[Collected data]

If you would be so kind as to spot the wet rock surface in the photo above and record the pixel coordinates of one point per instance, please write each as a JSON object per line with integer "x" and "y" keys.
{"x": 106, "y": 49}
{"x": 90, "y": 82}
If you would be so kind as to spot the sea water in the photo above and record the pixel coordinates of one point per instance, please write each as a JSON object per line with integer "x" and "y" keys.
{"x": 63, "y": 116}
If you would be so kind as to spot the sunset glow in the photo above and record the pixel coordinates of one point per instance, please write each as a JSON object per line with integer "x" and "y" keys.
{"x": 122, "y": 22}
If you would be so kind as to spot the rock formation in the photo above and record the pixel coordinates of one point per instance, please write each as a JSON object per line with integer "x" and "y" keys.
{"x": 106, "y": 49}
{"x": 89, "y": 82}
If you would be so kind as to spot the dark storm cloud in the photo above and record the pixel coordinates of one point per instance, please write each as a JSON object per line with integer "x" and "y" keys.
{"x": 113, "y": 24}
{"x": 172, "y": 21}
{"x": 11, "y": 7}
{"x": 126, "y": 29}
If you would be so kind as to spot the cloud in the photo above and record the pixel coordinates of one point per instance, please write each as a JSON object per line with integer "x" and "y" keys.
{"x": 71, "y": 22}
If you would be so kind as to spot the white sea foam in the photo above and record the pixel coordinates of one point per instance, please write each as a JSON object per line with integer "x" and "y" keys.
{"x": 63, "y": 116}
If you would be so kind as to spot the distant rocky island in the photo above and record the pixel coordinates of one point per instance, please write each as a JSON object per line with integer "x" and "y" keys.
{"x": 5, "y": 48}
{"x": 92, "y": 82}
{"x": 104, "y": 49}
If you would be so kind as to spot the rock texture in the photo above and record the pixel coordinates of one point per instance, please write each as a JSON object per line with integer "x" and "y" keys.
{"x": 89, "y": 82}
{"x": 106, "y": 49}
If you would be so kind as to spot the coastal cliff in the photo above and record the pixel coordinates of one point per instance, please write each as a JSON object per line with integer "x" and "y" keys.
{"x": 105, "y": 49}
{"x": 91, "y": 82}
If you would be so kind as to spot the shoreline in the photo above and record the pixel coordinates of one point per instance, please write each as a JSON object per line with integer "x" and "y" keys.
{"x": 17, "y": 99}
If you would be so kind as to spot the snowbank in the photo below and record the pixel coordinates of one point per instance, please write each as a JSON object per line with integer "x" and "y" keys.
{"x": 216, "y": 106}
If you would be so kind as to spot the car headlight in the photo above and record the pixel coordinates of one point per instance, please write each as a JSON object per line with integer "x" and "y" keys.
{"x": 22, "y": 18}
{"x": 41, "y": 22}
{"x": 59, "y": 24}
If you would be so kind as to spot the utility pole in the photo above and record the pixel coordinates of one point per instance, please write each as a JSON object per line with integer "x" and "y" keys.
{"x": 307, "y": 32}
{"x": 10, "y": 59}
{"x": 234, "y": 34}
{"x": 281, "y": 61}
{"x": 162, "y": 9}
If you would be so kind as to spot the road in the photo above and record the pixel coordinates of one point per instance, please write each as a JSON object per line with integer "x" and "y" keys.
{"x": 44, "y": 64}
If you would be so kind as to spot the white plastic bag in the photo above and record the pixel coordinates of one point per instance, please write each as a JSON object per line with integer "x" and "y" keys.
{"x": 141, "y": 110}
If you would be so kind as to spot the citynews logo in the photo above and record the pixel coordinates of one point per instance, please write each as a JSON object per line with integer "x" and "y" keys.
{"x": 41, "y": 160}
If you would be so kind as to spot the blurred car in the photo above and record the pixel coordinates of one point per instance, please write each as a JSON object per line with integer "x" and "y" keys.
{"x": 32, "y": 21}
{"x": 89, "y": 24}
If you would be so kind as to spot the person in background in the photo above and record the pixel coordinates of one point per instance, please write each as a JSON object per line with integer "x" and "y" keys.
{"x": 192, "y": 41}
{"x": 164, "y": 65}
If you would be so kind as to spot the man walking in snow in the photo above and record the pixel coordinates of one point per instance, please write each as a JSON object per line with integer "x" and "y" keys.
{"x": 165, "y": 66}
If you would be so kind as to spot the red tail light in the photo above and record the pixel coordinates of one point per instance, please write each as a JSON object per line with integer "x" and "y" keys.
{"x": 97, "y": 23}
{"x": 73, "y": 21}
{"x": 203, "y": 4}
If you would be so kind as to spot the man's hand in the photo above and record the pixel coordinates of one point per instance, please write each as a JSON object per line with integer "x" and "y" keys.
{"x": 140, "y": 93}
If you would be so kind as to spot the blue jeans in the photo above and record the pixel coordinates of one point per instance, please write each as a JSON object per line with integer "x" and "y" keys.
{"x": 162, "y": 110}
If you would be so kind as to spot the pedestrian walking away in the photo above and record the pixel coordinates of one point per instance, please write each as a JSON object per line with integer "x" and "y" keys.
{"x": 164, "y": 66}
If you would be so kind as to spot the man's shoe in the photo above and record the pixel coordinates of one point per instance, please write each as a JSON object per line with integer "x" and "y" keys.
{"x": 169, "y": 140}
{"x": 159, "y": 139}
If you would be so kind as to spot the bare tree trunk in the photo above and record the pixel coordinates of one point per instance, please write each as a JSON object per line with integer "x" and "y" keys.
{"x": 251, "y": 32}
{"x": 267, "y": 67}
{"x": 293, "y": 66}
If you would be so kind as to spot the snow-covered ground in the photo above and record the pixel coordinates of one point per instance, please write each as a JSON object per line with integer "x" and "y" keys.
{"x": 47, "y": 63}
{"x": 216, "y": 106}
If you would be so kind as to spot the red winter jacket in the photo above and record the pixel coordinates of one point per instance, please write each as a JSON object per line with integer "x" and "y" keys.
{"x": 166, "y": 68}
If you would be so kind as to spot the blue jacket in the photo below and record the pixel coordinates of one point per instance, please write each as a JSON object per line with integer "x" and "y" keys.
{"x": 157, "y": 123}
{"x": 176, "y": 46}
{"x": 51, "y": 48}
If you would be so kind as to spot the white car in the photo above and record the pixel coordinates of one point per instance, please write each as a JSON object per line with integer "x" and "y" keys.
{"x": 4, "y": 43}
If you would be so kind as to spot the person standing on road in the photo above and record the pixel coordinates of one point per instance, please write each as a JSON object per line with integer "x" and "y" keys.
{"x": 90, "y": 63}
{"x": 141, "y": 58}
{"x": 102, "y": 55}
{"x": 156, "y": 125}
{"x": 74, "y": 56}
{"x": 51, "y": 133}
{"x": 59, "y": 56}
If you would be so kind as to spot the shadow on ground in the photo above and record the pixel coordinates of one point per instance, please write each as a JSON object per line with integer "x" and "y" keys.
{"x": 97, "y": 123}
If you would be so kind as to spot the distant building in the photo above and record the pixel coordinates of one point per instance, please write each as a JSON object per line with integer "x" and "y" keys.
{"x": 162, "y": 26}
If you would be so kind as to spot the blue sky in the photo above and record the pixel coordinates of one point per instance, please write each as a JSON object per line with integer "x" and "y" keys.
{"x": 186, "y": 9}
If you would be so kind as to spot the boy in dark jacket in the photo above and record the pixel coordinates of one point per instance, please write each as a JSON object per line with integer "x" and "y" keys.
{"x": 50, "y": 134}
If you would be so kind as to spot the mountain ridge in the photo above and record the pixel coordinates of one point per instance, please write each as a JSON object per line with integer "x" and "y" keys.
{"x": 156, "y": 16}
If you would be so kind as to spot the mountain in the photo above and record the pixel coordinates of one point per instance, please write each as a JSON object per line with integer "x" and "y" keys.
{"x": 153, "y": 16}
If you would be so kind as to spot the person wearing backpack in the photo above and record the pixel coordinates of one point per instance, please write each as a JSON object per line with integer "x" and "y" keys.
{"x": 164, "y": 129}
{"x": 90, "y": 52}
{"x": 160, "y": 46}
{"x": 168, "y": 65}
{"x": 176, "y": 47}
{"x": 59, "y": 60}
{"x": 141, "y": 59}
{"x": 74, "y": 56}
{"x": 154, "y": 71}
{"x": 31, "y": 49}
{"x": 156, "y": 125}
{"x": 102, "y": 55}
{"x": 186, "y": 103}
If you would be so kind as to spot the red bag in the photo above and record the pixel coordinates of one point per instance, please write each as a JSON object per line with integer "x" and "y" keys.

## Goal of the exercise
From the line containing "the mountain in" through the final line of the listing above, retype every line exactly; leave out everything else.

## Completed task
If you would be so kind as to spot the mountain in the photo above and record the pixel coordinates of one point per instance, please write each as a JSON object per line with integer "x" and "y" keys.
{"x": 153, "y": 16}
If you would be so kind as to spot the person wearing backpack in the photo above and record the pixel coordinates of one point per instance, please write each as a JSON object per line with integer "x" and "y" keys.
{"x": 164, "y": 129}
{"x": 90, "y": 52}
{"x": 160, "y": 46}
{"x": 168, "y": 65}
{"x": 176, "y": 47}
{"x": 59, "y": 60}
{"x": 141, "y": 59}
{"x": 74, "y": 56}
{"x": 154, "y": 71}
{"x": 31, "y": 49}
{"x": 156, "y": 125}
{"x": 102, "y": 55}
{"x": 186, "y": 103}
If you would be so kind as to spot the red bag in the photo above and record the pixel coordinates of one point per instance, please write each as a JSON object per line with integer "x" and "y" keys.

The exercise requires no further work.